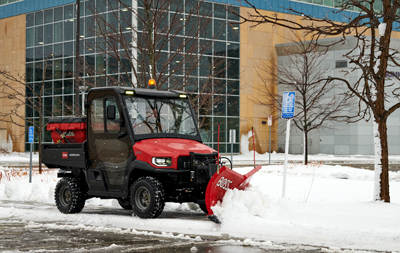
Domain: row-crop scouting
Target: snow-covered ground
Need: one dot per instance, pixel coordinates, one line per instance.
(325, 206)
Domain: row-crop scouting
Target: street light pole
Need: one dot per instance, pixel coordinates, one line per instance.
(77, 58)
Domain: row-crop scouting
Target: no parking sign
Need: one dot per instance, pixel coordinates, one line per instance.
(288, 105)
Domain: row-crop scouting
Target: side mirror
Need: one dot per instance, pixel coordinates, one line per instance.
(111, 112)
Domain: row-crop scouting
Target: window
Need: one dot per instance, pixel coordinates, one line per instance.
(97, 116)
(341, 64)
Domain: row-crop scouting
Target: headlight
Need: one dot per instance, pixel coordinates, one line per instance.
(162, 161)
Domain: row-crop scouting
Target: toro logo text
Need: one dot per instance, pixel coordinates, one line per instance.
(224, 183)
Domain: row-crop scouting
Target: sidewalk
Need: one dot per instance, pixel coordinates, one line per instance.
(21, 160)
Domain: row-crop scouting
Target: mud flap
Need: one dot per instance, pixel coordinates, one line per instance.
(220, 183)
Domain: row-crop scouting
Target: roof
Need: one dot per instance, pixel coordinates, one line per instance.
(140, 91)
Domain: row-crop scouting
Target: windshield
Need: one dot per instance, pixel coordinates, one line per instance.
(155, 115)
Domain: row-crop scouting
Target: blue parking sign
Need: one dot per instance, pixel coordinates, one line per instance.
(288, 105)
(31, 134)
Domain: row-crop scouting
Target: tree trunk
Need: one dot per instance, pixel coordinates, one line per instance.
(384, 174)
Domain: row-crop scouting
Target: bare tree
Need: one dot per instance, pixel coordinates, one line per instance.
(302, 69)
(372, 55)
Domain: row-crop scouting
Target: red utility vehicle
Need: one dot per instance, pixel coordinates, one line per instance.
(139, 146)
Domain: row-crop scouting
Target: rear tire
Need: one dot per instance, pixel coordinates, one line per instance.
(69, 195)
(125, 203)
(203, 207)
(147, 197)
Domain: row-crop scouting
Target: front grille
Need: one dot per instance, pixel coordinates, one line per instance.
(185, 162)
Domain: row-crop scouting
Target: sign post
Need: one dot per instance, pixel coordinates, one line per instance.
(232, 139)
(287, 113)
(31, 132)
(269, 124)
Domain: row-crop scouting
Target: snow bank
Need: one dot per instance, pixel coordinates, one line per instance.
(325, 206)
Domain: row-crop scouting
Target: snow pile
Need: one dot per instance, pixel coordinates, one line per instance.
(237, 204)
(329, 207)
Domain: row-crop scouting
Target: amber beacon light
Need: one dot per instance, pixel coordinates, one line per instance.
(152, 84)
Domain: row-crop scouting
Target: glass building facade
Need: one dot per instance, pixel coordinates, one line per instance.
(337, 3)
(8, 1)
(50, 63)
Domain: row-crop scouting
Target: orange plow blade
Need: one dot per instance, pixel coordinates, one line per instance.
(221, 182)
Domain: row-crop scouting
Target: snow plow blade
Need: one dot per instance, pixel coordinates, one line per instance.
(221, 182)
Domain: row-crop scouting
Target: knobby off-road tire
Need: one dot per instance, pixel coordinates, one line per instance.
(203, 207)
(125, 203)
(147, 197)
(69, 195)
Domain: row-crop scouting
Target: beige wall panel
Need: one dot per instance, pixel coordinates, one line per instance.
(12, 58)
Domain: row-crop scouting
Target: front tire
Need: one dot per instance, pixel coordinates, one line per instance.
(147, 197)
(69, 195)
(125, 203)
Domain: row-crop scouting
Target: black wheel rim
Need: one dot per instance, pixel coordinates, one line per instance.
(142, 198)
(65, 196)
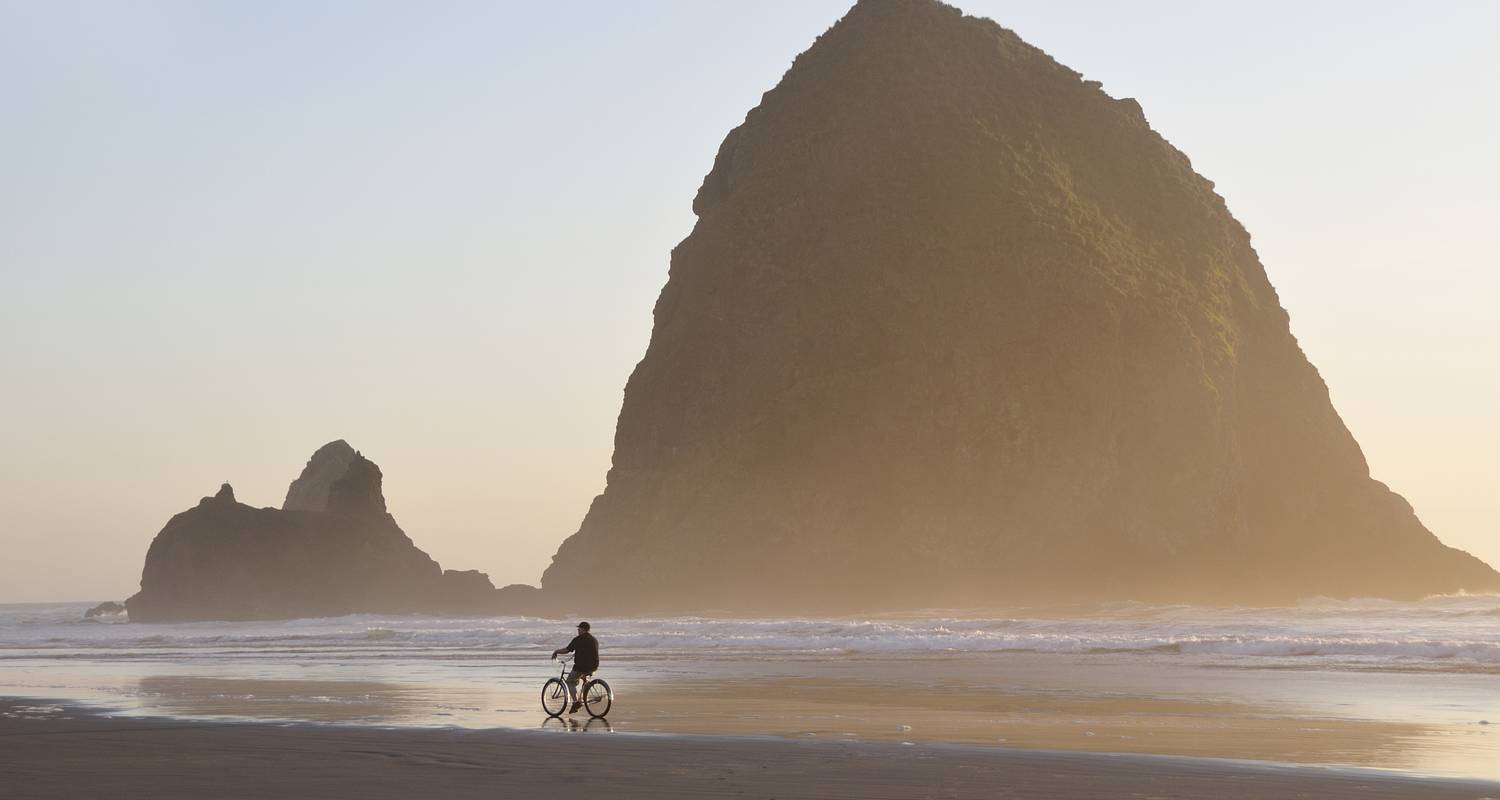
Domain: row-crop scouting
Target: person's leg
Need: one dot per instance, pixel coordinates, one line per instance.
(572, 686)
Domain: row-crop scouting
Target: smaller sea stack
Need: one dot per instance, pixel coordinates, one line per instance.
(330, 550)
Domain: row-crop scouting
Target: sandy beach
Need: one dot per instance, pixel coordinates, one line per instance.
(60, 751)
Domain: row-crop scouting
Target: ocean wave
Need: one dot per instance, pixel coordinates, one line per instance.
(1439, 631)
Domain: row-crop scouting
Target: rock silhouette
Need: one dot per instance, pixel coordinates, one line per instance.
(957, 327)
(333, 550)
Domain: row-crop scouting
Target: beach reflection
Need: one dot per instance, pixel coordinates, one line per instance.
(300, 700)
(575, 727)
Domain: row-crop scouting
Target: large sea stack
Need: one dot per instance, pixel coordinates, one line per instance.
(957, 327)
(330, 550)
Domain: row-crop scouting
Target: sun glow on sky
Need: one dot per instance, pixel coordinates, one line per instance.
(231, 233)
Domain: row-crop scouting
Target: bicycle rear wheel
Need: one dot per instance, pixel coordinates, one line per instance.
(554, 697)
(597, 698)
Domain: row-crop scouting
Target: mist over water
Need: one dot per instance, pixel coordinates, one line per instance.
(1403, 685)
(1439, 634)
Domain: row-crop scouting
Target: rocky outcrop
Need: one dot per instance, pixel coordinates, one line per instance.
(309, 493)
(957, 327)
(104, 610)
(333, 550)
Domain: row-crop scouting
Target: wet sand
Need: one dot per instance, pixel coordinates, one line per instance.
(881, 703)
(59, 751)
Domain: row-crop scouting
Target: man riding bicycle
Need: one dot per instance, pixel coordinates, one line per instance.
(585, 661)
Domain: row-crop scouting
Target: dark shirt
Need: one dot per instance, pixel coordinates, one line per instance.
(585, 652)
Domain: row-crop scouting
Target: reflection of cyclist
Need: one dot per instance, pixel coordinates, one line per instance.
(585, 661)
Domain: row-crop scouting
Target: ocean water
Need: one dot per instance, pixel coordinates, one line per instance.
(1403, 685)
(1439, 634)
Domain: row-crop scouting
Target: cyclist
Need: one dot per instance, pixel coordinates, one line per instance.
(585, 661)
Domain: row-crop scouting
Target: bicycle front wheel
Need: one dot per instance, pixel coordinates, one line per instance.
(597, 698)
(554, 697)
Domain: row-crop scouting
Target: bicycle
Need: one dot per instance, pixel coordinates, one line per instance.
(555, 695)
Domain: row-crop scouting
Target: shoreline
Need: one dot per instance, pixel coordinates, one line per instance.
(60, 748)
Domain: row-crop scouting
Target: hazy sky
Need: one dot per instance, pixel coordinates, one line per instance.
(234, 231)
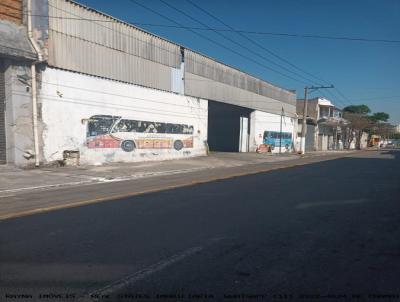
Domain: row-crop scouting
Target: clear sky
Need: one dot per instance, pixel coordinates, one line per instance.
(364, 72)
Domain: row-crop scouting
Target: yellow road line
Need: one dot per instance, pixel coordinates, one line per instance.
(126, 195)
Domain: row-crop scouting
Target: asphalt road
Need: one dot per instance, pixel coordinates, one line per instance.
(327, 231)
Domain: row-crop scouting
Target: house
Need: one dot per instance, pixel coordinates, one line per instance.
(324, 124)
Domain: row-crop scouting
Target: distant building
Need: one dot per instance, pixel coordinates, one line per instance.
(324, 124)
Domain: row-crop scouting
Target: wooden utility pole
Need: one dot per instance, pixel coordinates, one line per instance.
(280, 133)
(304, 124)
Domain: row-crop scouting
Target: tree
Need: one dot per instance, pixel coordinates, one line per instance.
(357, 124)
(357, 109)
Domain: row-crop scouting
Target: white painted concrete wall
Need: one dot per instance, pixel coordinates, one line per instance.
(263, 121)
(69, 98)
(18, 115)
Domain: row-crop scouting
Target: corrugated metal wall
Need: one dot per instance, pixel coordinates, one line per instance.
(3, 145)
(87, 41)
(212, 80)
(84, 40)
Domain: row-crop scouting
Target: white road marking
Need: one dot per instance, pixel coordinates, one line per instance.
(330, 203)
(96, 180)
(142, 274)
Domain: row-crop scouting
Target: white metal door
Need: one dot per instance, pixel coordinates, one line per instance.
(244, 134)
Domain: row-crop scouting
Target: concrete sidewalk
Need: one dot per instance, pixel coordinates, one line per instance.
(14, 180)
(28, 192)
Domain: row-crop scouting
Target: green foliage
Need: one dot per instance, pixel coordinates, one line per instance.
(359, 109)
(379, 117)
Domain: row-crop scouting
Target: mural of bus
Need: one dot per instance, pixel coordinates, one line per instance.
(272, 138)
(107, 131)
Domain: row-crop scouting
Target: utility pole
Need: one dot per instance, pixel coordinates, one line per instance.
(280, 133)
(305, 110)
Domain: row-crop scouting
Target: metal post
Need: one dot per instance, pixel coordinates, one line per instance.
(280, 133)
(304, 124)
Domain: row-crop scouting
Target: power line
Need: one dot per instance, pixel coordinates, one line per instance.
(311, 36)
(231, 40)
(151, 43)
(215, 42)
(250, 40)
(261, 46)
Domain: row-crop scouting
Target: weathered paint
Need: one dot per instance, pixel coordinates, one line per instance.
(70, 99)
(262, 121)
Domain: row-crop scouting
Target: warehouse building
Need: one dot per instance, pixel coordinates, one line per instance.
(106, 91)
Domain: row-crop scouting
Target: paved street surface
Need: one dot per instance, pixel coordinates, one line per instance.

○ ○ ○ ○ ○ ○ ○

◆ **Goal**: Show every line of the data above that contains the word "bicycle".

◆ **Solved exercise**:
Target: bicycle rear wheel
Target: man riding bicycle
Target: bicycle front wheel
Target: bicycle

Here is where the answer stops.